TAREFAS:
A. No texto sobre a igreja Reina, o que significa a sigla "Reina"?
B. Continue o texto sobre a igreja Reina a partir da última frase.

TRECHO DO TEXTO:
.....

Por Hermes C. Fernandes

“Que igreja é essa?” foi a pergunta que encontrei entre os comentários de um vídeo que postei recentemente em meu perfil no facebook. Para que se perceba a ironia da pergunta, será necessário revelar o conteúdo da postagem: trata-se de uma apresentação do ministério de louvor de nossa igreja cantando “Que país é esse?” de Renato Russo em pleno culto de domingo.

Seria uma estratégia evangelística para atrair jovens à igreja? Ou apenas uma maneira de criar polêmica, chamando a atenção para o trabalho realizado pela igreja? Nem uma coisa, nem outra.

A Reina (sigla para “rede internacional de amigos”) é uma comunidade localizada no subúrbio carioca do Engenho Novo. Sem qualquer investimento em mídia, a igreja já chamou a atenção de grandes veículos de comunicação como a Globo News, a revista IstoÉ e o jornal “O Globo”.

O que torna a Reina uma igreja diferente? Por que tem atraído pessoas de todas as camadas sociais e faixas etárias, sobretudo jovens universitários? Podemos enumerar vários fatores. Dentre os quais, a contextualização de sua mensagem.

Durante seus cultos, usa-se linguagem coloquial, sem recorrer a clichês e jargões religiosos. Os temas das reflexões são sempre atuais e buscam provocar os participantes à conscientização e a consequente tomada de posição, sem extremismos, nem apelos sensacionalistas. Fala-se de engajamento social, racismo, sexualidade, ciência, cultura e espiritualidade. Tudo sem histeria, gritarias e manipulação psicológica. Ninguém se sente constrangido ao levar um amigo ou familiar.

Como qualquer igreja, a Reina também pede contribuições que visam tanto sua manutenção, como as obras sociais realizadas em várias comunidades, principalmente no Aterro Sanitário de Jardim Gramacho onde mais de sessenta famílias foram adotadas e recebem mensalmente uma cesta básica. Apesar disso, em um culto que dura cerca de uma hora e meia, não se fala de dinheiro mais do que dois ou três minutos e sempre de maneira lúcida, equilibrada, sem incentivar barganhas com Deus. 

Ninguém é motivado pelo medo, pela culpa ou por interesses. Por isso, o nome "diabo" é raramente mencionado. As pessoas querem mesmo é ouvir falar de Deus.

.....

TRECHOS DOS ITENS:
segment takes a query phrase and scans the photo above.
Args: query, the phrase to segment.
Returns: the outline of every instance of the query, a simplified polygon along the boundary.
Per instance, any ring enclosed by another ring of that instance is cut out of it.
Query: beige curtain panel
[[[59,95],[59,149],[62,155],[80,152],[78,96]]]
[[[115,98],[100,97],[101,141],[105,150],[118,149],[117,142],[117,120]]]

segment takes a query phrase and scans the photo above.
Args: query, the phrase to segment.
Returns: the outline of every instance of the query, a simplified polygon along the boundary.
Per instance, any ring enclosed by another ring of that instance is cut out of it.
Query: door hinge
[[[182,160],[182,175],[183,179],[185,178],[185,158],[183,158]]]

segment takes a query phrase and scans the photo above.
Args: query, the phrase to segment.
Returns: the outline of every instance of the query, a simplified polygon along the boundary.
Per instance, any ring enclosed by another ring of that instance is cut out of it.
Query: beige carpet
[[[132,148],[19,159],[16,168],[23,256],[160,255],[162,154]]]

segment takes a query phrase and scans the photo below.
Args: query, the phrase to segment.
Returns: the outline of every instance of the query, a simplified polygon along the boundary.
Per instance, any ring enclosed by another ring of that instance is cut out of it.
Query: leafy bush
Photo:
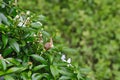
[[[120,79],[120,0],[29,0],[26,5],[21,0],[20,4],[47,16],[45,29],[64,37],[57,42],[76,48],[76,53],[65,51],[73,62],[92,70],[93,80]]]
[[[60,47],[45,48],[52,36],[38,15],[19,9],[13,0],[0,6],[0,79],[88,80]]]

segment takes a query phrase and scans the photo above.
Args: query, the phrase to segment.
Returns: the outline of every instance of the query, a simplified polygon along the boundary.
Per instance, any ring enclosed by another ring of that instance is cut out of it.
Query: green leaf
[[[12,68],[8,69],[6,73],[10,74],[10,73],[14,73],[14,72],[21,72],[26,69],[27,69],[27,66],[26,67],[12,67]]]
[[[5,75],[4,76],[5,80],[15,80],[13,77],[9,76],[9,75]]]
[[[2,35],[2,42],[4,44],[3,48],[5,48],[8,43],[8,37],[5,35]]]
[[[42,74],[34,73],[32,75],[32,80],[41,80],[42,77],[43,77]]]
[[[10,39],[9,44],[17,53],[20,52],[19,44],[16,42],[15,39]]]
[[[14,73],[14,72],[17,72],[18,70],[20,70],[20,68],[12,67],[12,68],[8,69],[6,73]]]
[[[3,13],[0,13],[0,23],[1,23],[1,22],[9,25],[9,22],[8,22],[6,16],[5,16]]]
[[[1,65],[2,65],[3,70],[5,71],[6,68],[7,68],[7,65],[6,65],[5,60],[4,60],[4,59],[0,59],[0,63],[1,63]]]
[[[7,58],[6,60],[8,60],[10,63],[19,66],[20,65],[20,61],[16,60],[15,58]]]
[[[71,77],[69,76],[61,76],[59,80],[71,80]]]
[[[34,23],[31,24],[31,26],[32,26],[33,28],[39,29],[39,28],[42,26],[42,24],[41,24],[40,22],[34,22]]]
[[[59,75],[59,71],[56,66],[50,65],[50,70],[54,78]]]
[[[41,57],[41,56],[39,56],[39,55],[36,55],[36,54],[33,54],[33,55],[31,55],[36,61],[39,61],[39,62],[41,62],[41,63],[43,63],[43,64],[47,64],[47,61],[43,58],[43,57]]]
[[[6,48],[3,51],[3,56],[6,57],[7,55],[9,55],[11,52],[13,51],[13,49],[11,47]]]
[[[35,66],[34,68],[33,68],[33,71],[38,71],[38,70],[40,70],[40,69],[42,69],[42,68],[44,68],[44,67],[46,67],[47,65],[38,65],[38,66]]]
[[[0,76],[4,75],[5,72],[4,71],[0,71]]]

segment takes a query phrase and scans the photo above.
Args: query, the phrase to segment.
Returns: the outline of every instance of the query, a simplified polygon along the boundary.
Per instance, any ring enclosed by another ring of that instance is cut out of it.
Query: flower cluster
[[[68,67],[69,67],[69,66],[72,66],[72,65],[71,65],[71,58],[68,58],[68,59],[66,60],[65,54],[63,54],[63,55],[61,56],[61,60],[64,61],[64,62],[67,62],[67,63],[68,63],[67,66],[68,66]]]

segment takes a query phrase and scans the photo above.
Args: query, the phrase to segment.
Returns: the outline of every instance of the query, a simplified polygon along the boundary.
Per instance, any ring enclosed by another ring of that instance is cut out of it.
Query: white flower
[[[27,14],[27,15],[30,15],[30,11],[27,11],[26,14]]]
[[[66,59],[66,56],[65,56],[65,55],[62,55],[61,60],[64,61],[64,62],[66,62],[65,59]]]

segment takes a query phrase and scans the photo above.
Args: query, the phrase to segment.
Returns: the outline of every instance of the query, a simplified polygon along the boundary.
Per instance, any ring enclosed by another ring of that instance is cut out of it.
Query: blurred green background
[[[120,80],[120,0],[19,0],[18,4],[43,17],[55,43],[64,45],[63,52],[74,64],[90,69],[92,80]]]

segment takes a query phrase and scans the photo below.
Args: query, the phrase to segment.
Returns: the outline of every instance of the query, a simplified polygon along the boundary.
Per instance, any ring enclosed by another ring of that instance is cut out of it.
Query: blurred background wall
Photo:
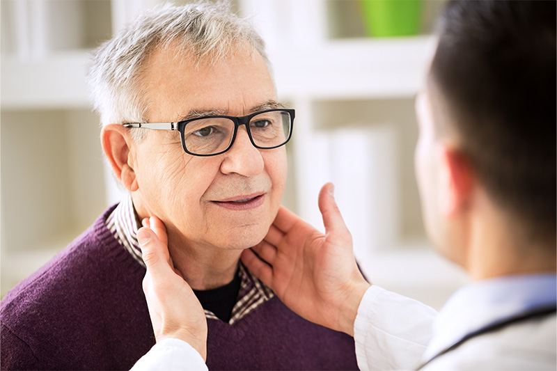
[[[92,48],[160,2],[0,1],[2,296],[118,202],[85,68]],[[279,100],[297,110],[283,204],[322,230],[317,194],[335,182],[368,278],[439,308],[466,278],[434,253],[423,230],[414,97],[444,1],[398,1],[406,8],[394,10],[385,2],[232,6],[267,41]],[[389,24],[391,11],[402,25]]]

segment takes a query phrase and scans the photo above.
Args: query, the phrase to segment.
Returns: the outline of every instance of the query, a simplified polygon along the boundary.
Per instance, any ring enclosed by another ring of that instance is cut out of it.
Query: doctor
[[[556,369],[556,3],[453,1],[416,101],[425,228],[472,283],[441,310],[366,282],[332,184],[325,235],[281,208],[244,265],[297,314],[354,337],[363,370]],[[206,327],[164,226],[138,233],[157,343],[136,370],[205,369]],[[169,264],[170,263],[170,264]]]

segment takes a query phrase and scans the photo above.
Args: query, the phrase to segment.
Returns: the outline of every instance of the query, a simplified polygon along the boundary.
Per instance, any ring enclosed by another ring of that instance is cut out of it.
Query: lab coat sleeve
[[[419,301],[372,285],[354,323],[360,370],[415,369],[431,339],[437,315]]]
[[[139,358],[131,371],[207,371],[201,355],[187,342],[178,339],[164,339]]]

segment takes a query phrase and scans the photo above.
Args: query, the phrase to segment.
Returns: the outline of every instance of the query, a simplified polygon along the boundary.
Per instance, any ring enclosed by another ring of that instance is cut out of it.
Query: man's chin
[[[259,244],[267,235],[267,230],[244,230],[224,239],[221,246],[227,250],[245,250]]]

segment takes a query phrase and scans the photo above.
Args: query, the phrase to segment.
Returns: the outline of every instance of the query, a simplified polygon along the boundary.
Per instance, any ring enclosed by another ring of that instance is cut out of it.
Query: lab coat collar
[[[496,322],[555,305],[556,297],[554,274],[508,276],[469,284],[457,291],[439,312],[424,359]]]

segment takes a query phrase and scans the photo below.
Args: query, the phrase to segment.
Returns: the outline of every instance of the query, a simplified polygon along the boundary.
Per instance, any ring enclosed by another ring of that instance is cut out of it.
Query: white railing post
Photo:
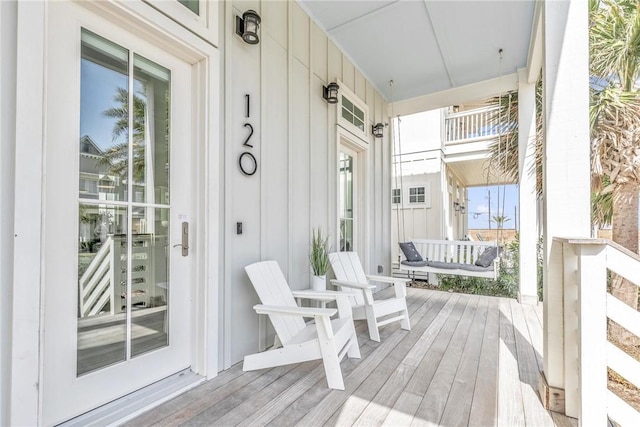
[[[564,413],[578,418],[580,413],[580,371],[578,368],[578,286],[579,286],[579,248],[570,244],[562,244],[562,312],[564,318],[563,367],[564,367]]]
[[[578,424],[606,426],[606,245],[579,245],[577,253],[578,369],[580,372]]]

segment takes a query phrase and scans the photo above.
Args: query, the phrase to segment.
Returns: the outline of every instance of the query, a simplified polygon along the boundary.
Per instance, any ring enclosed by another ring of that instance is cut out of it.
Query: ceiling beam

.....

RESULTADOS:
A. Rede internacional de amigos.

B.
Entrevista para a Globo News
O ambiente de culto é bem informal. A maioria se veste de maneira casual. Ninguém é submetido a situações vexatórias ("olhe para quem está do seu lado e diga..."). Também não se fala de política partidária. Não há desfile de candidatos no púlpito, nem mesmo sugestão para que os membros votem num ou noutro. Porém, há um trabalho de conscientização acerca do exercício da cidadania. Prega-se um evangelho desideologizado, isto é, sem vínculo ideológico.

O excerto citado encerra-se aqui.